Nothing should be left out: output all of the entries exactly.
* begin Provided information *
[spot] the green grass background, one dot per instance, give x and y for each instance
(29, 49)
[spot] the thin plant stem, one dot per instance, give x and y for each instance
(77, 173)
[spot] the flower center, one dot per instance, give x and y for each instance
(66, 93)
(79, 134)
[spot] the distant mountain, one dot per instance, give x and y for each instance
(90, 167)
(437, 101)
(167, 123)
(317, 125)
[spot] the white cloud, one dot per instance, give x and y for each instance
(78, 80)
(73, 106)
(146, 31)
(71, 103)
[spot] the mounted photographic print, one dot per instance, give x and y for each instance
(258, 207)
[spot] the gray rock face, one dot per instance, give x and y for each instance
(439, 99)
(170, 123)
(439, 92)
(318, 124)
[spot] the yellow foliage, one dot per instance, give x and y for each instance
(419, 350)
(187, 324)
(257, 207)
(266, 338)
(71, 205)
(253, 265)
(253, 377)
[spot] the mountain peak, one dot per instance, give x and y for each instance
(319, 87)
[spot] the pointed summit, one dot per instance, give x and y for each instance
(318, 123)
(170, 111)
* end Provided information *
» Final answer:
[spot] the green grass background, one dot per instance, give x and y for each instance
(29, 49)
[spot] the thin plant stem, one dot per instance, give x and y for each instance
(77, 173)
[spot] the flower center, one dot per instance, give x and y for each instance
(66, 93)
(79, 134)
[spot] the distant mountain, one dot per instance, give x and y for each instance
(90, 167)
(437, 101)
(167, 123)
(317, 125)
[spot] the white cloud, one dot per instance, give x and y for each instance
(78, 80)
(73, 106)
(146, 31)
(71, 103)
[spot] the mounted photographic print, one dot per instance, give x and y for each instance
(258, 207)
[spot] the gray rock face, one dot per instance, give x and y for each instance
(439, 99)
(170, 123)
(439, 92)
(318, 124)
[spot] the yellow foliage, one dot per instance, give x and y for each instance
(419, 350)
(187, 324)
(257, 207)
(266, 338)
(71, 205)
(253, 265)
(253, 377)
[spot] the mountain peak, one dot per instance, give x and y for each instance
(319, 87)
[spot] the pointed summit, one dot per instance, give x and y for each instance
(318, 123)
(170, 111)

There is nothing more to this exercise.